Recopiez le listing ci-dessous en substituant « pier » à « dock », sans rien modifier d'autre.

Données de l'exercice:
►
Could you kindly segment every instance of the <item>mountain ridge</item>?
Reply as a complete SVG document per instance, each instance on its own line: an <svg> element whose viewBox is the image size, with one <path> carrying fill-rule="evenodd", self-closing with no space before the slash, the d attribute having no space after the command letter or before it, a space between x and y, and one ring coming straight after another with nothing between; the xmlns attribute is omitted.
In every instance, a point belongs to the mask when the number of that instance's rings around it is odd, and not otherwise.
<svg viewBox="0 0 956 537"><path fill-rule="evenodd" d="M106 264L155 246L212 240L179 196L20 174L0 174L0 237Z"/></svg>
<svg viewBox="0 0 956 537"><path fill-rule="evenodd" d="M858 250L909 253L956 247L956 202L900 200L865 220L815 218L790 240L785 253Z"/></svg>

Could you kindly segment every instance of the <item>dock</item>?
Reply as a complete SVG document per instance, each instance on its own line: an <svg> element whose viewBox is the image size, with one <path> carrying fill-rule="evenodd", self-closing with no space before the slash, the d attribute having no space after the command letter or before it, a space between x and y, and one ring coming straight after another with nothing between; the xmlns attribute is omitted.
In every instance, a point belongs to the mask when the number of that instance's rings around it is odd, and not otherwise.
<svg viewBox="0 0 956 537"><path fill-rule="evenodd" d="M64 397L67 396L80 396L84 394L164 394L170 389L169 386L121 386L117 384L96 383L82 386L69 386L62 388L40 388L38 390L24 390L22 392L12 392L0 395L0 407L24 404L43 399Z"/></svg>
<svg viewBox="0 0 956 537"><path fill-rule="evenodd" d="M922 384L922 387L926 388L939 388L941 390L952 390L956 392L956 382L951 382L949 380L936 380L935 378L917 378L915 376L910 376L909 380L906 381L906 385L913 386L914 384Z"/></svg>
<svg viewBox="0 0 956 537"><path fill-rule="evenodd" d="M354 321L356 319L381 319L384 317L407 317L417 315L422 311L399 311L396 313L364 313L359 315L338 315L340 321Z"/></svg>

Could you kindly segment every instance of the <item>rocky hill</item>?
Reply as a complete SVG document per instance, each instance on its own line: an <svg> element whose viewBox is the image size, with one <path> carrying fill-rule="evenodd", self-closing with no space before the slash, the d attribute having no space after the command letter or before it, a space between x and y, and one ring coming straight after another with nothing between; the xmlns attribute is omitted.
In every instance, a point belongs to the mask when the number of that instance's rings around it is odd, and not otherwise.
◄
Le résultat:
Could you kindly segment every instance of the <item>mountain ridge</item>?
Reply as a complete SVG document per instance, each instance on its own line: an <svg> element whose viewBox is the image size, with one <path> carrying fill-rule="evenodd", self-closing with no space before the slash, the d attribute having no space after the command letter or before it, a space between x and y, and one ring coming straight after another with nothing between; the xmlns attribute is omitted.
In every instance, a point belongs to the mask when the number of that instance's rings around it is odd, and not otherwise.
<svg viewBox="0 0 956 537"><path fill-rule="evenodd" d="M106 264L155 246L212 240L179 196L20 174L0 174L0 237Z"/></svg>
<svg viewBox="0 0 956 537"><path fill-rule="evenodd" d="M858 250L909 253L956 247L956 202L900 200L865 220L815 218L790 240L785 253Z"/></svg>

Could you kindly segment every instance of the <item>pier</item>?
Reply as a complete SVG document per instance, each instance on its own line: an <svg> element whose viewBox is the image size, with one <path> carrying fill-rule="evenodd", self-closing with no space before the slash, the d attribute having no space after the command letter or before it, a space between x and y, and one ring coming straight after another with nothing between; the xmlns attribute is omitted.
In every instance, a point belongs to the mask when the number of that instance's rings around it is odd, and not otherwise.
<svg viewBox="0 0 956 537"><path fill-rule="evenodd" d="M64 397L67 396L80 396L84 394L164 394L170 389L169 386L121 386L117 384L96 383L82 386L69 386L62 388L40 388L38 390L24 390L22 392L12 392L0 395L0 407L24 404L43 399Z"/></svg>
<svg viewBox="0 0 956 537"><path fill-rule="evenodd" d="M922 384L922 387L926 388L939 388L941 390L952 390L956 392L956 382L951 382L949 380L936 380L935 378L917 378L915 376L910 376L909 380L906 381L906 385L913 386L914 384Z"/></svg>
<svg viewBox="0 0 956 537"><path fill-rule="evenodd" d="M354 321L356 319L381 319L384 317L407 317L417 315L422 311L399 311L396 313L364 313L359 315L338 315L340 321Z"/></svg>

Could you kindly segment every instance of the <item>rocky hill</item>?
Reply as a complete SVG document per instance, each instance on its own line: an <svg> element whose viewBox is the image size, with one <path> carrying fill-rule="evenodd", self-closing with no space before the slash, the d attribute having no space after the command letter or before it, a space between x and y, and one ring coming straight after another with nothing between; the xmlns attribute is omitted.
In every instance, a point belongs to the mask when the number of that instance's rings around it is odd, and not otherwise.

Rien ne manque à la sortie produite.